Task description: Once the pictures have been removed, repeat the remainder of the records exactly.

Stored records
——

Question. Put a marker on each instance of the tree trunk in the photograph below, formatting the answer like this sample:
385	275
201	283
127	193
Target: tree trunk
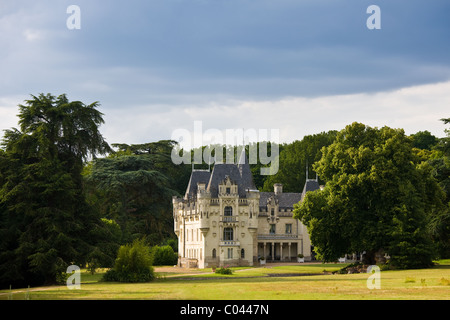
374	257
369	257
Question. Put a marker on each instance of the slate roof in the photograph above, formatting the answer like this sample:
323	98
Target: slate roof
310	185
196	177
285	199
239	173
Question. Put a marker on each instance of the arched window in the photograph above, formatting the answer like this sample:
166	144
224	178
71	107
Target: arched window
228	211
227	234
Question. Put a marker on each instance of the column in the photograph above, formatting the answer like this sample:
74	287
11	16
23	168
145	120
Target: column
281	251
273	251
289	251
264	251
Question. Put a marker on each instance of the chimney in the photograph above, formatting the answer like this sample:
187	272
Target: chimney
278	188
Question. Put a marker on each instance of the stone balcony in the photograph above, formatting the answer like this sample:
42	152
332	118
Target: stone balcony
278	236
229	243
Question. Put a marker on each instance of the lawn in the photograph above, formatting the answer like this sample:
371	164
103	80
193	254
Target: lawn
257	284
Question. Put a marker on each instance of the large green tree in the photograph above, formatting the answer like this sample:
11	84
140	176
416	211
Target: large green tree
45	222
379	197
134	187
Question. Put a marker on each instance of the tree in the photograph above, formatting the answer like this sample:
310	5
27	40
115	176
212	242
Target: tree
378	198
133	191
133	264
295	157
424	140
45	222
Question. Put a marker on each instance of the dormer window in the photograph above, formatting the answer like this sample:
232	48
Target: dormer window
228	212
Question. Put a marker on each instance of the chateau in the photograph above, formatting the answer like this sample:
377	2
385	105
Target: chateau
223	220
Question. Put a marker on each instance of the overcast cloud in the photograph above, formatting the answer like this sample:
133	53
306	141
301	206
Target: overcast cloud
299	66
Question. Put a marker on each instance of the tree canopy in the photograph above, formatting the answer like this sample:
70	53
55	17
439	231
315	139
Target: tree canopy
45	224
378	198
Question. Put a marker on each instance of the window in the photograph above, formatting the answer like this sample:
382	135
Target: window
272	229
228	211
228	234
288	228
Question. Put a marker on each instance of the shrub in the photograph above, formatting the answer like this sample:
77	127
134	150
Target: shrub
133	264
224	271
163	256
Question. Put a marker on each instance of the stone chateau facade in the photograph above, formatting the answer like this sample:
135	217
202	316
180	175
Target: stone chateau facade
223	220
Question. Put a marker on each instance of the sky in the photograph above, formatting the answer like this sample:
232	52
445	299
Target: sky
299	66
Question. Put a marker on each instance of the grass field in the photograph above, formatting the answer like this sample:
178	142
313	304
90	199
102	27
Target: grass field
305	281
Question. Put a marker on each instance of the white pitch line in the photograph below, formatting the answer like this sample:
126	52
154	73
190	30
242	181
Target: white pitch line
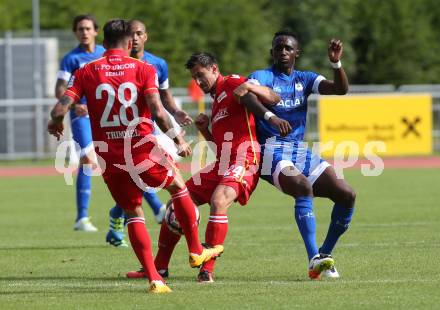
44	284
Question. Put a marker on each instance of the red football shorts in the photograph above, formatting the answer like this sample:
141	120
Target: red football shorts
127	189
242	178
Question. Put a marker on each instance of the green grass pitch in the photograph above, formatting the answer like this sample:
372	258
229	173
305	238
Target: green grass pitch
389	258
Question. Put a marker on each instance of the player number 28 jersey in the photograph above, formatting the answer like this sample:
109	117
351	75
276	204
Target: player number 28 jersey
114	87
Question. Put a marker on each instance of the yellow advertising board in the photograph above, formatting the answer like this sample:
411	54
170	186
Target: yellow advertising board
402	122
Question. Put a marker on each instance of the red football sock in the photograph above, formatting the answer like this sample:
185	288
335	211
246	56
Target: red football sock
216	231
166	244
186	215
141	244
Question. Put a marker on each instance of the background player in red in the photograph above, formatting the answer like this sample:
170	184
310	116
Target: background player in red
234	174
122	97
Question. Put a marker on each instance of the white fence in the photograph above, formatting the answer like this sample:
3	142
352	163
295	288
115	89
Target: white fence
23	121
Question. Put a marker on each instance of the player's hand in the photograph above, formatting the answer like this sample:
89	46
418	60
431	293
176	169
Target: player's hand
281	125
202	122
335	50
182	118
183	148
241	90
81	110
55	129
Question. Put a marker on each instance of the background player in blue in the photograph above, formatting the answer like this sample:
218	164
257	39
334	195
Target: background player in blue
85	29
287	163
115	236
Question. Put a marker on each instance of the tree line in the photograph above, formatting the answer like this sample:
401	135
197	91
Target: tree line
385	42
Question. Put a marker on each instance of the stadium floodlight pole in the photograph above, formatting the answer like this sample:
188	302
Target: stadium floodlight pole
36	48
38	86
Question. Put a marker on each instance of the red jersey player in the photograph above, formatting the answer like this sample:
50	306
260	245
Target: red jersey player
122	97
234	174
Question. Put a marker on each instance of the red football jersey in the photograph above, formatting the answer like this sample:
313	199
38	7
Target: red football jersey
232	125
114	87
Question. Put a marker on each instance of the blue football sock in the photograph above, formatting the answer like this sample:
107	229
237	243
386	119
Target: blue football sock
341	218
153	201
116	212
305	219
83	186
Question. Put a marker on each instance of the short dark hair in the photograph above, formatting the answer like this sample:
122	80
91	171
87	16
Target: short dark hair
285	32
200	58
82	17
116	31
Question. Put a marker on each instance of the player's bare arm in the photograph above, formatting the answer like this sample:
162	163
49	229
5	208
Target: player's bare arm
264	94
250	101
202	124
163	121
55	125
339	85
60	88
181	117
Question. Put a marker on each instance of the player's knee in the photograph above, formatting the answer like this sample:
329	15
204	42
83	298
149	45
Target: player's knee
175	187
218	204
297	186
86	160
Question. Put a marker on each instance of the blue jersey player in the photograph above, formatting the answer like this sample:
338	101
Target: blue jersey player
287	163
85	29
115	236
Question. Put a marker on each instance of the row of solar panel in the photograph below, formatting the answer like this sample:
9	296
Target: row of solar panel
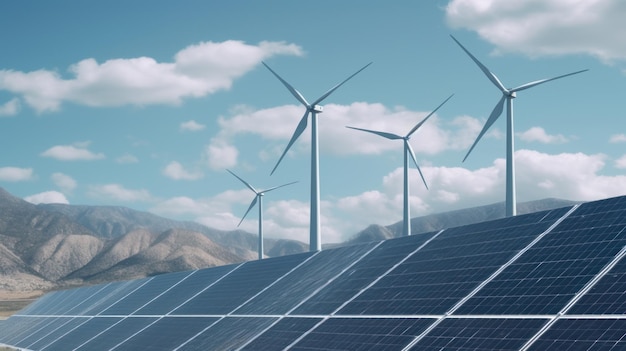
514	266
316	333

——

Reply to the task:
Question. Put a marker on each instance of the tree trunk in the photograph below, formatting the answer like this sample:
385	275
201	283
127	193
Target: tree trunk
374	257
369	257
Question. Put a marker on each instance of the slate roof in the photograph above, formatting the answer like this sample:
323	98
Target: slate roof
310	185
196	177
285	199
239	173
Question. Put a marker on each instance of the arched window in the photograph above, formatting the answer like this sample:
166	144
224	178
71	107
Target: arched window
228	211
227	234
Question. Put a marker on each instance of the column in the photograph above, formatting the answer like this sample:
74	287
11	16
23	168
145	120
Target: column
281	251
273	251
289	251
264	251
Question. Put a marker on each instance of the chimney in the photograph above, formatting the answer like this sample:
187	272
Target: chimney
278	188
Question. Put a marker on each instance of the stone balcony in the photograph above, formatting the answer like this sample:
42	152
332	118
Target: stone balcony
278	236
229	243
Question. Put a marker on each instance of the lawn in the photograph above, formatting the answer like this sample:
371	164
103	80
193	254
Target: lawn
257	284
Question. Put a marker on each instance of the large green tree in the photograph above, formatting the answer like this sample:
11	84
140	176
416	211
Target: large green tree
45	222
379	197
134	187
Question. Put a marker on each instance of the tree in the photograph above, formatting the answer like this sample:
310	5
27	40
115	176
212	242
Target: tree
378	198
133	191
133	264
295	157
424	140
45	222
Question. Put a marker on each instance of the dormer window in the photograph above, formatting the answer like this sample:
232	48
Target: dormer window
228	212
Question. Put a marker on each instance of the chateau in the photograph above, formatting the answer like this sample:
377	2
385	105
Target: chateau
223	220
Question. Put a marker on each instance of the overcast cloud in the photograph above, formatting the answer like this sample:
133	53
306	141
301	206
Target: overcast cloud
299	66
Question. Put a marker on each instance of the tree canopy in the photograph above, formatting the answer like this sample:
70	53
55	17
439	231
315	139
Target: tree canopy
45	224
378	198
Question. Put a marker on each instance of the window in the photograph above, formatting the answer like this sample:
382	135
Target: window
272	229
228	211
228	234
288	228
Question. Put a marker on each instance of the shrub in the photograph above, formatting the answer like this sample:
77	127
134	150
Target: shrub
133	264
224	271
163	256
Question. Put a marker on each instance of the stone chateau facade in the photograph above, formatting the answer like this sample:
135	217
202	316
180	175
Target: stone chateau facade
223	220
Question. Put a marker on each instance of the sky in the photograph above, formatting the answer like this sample:
232	52
445	299
Target: sky
299	66
Question. Put a marker on each instance of the grass field in the photograph above, formatting the answer like this sample:
178	142
313	304
90	199
102	27
Target: grass field
305	281
Question. Put a marker on each instance of the white pitch line in the photograph below, formatting the answer like this sample:
126	52
154	73
190	30
242	181
Target: white pitch line
44	284
Question. Put a marker on each instance of the red football shorts in the photograph above, formatting the answer like this sample:
141	120
Target: red football shorts
127	189
242	178
Question. Put a marker on each instance of the green grass pitch in the photograph above, formatting the answer like this sample:
372	258
229	173
305	238
Target: green grass pitch
389	258
Question. Put a marker on each instance of the player number 28 jersey in the photograph above, formatting the answer like this sample:
109	117
351	75
276	204
Target: player number 28 jersey
114	87
Question. Put a marker on each instance of the yellow advertising board in the photograph above, formatting the answer like this sample:
411	54
170	186
Target: yellow advertising board
402	122
Question. Put a marker on each instance of the red football sock in the photograph above, formatting the answer like this sample:
185	288
335	211
246	56
Target: red football sock
216	231
166	244
186	215
141	244
Question. Put a marker on each instance of the background player in red in the photograph above, formatting the answer like this sample:
170	184
310	116
Target: background player in red
234	174
122	97
Question. Put a marker on each instance of the white fence in the photograph above, formatting the answer like this sample:
3	142
352	163
295	288
115	89
Target: white fence
23	121
Question. Put a marker on each instance of the player's hand in the photograph above, formatting the answer like this sample:
89	46
418	60
431	293
176	169
Target: player's hand
281	125
202	122
335	50
182	118
183	148
241	90
81	110
55	129
Question. Put a marker on each instance of the background player in blue in the photograph above, formatting the answer like this sample:
218	164
257	39
334	195
Target: background player in blue
85	29
287	163
115	236
Question. Put a marker on each instance of the tree line in the photograph above, formatting the answer like this sample:
401	135
197	91
Target: tree line
385	42
Question. Put a marker on each instance of the stadium floodlight pole in the photograph above, formatting the answer like this sample:
188	302
Target: stadium floodlight pole
36	48
38	86
Question. Put a marker on each instance of the red jersey player in the photograph above, formatting the answer like this sample:
50	306
260	245
Target: red jersey player
122	97
234	174
Question. Put a marker on each instance of the red football jersey in the photograph above, formatting the answer like this sample:
313	199
38	7
Target: red football jersey
232	125
114	87
Question. Put a marker on each instance of the blue football sock in the photograph above, formatting the answer like this sample:
107	229
237	243
386	119
Target: blue football sock
341	218
153	201
116	212
305	219
83	186
Question. Put a marker on each instance of the short dark hair in the photograph above, formatting the answer like this sample:
122	80
91	171
87	16
Target: short dark hair
285	32
200	58
82	17
116	31
Question. Put a marker on each instance of the player's bare arm in the photograph above, formatting the answer like this sample:
162	163
49	229
5	208
Target: player's bare arm
264	94
250	101
202	124
163	121
55	125
339	85
60	88
181	117
Question. Put a marker on each instance of the player's knee in the photograph above, formatting the answer like this sample:
329	15
204	42
83	298
149	45
Target: player's knee
175	187
218	204
297	186
86	160
Question. Put a marker on each instance of the blue jersey player in the photograph above, formatting the answer like this sample:
338	101
Target: blue jersey player
287	163
85	29
115	236
Question. Put a marker on each instance of the row of solar panel in the photograph below, formatting the answer like this sample:
9	296
Target: row of solar panel
514	266
316	333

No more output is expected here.